Dataset entries:
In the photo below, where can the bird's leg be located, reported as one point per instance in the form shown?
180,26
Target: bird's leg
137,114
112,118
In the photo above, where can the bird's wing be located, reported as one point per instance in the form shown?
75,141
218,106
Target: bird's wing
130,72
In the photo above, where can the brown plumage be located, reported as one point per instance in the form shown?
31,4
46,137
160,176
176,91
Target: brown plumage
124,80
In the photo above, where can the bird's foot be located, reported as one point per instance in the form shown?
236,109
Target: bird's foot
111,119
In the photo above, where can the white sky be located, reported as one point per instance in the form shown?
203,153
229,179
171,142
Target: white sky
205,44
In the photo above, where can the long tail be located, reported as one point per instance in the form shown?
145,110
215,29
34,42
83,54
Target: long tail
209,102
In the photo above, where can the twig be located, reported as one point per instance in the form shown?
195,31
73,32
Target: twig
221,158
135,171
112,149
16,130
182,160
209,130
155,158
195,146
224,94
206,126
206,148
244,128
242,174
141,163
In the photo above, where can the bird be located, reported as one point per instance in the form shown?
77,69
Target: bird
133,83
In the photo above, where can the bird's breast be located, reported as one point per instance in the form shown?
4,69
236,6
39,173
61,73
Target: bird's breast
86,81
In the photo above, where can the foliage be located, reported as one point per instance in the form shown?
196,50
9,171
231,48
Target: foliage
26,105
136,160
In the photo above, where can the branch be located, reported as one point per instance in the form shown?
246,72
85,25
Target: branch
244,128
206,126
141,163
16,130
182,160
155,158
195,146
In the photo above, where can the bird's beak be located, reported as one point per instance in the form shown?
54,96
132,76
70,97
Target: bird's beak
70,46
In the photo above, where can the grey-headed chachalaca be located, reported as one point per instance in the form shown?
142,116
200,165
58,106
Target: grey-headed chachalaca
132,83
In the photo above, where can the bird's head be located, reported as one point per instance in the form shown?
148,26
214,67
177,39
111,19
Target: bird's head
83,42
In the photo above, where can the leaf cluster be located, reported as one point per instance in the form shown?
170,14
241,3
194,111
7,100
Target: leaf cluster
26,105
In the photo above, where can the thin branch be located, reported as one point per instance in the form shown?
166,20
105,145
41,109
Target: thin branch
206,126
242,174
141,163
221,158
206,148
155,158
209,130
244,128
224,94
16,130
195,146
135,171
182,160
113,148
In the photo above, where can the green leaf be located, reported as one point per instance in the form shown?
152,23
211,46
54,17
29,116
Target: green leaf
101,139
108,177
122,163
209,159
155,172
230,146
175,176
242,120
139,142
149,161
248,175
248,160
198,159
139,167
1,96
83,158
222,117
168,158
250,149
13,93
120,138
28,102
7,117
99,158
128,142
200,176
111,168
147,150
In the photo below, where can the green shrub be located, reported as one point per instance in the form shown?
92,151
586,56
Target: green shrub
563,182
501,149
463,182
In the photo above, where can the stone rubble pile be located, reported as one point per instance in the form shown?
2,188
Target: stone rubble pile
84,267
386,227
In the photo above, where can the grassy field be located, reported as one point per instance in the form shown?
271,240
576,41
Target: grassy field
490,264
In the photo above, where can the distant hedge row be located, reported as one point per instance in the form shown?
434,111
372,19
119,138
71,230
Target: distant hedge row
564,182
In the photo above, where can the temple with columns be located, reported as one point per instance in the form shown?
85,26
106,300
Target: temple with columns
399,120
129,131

EXERCISE BRIEF >> Filter the preceding entries down to the lines with "below".

RESPONSE FOR THIS EXERCISE >>
In the photo below, where can the bird's leg be located, reported as one point per instance in the form shown?
In the photo below, where can the green shrub be located, reported as one point per instance in the form shown?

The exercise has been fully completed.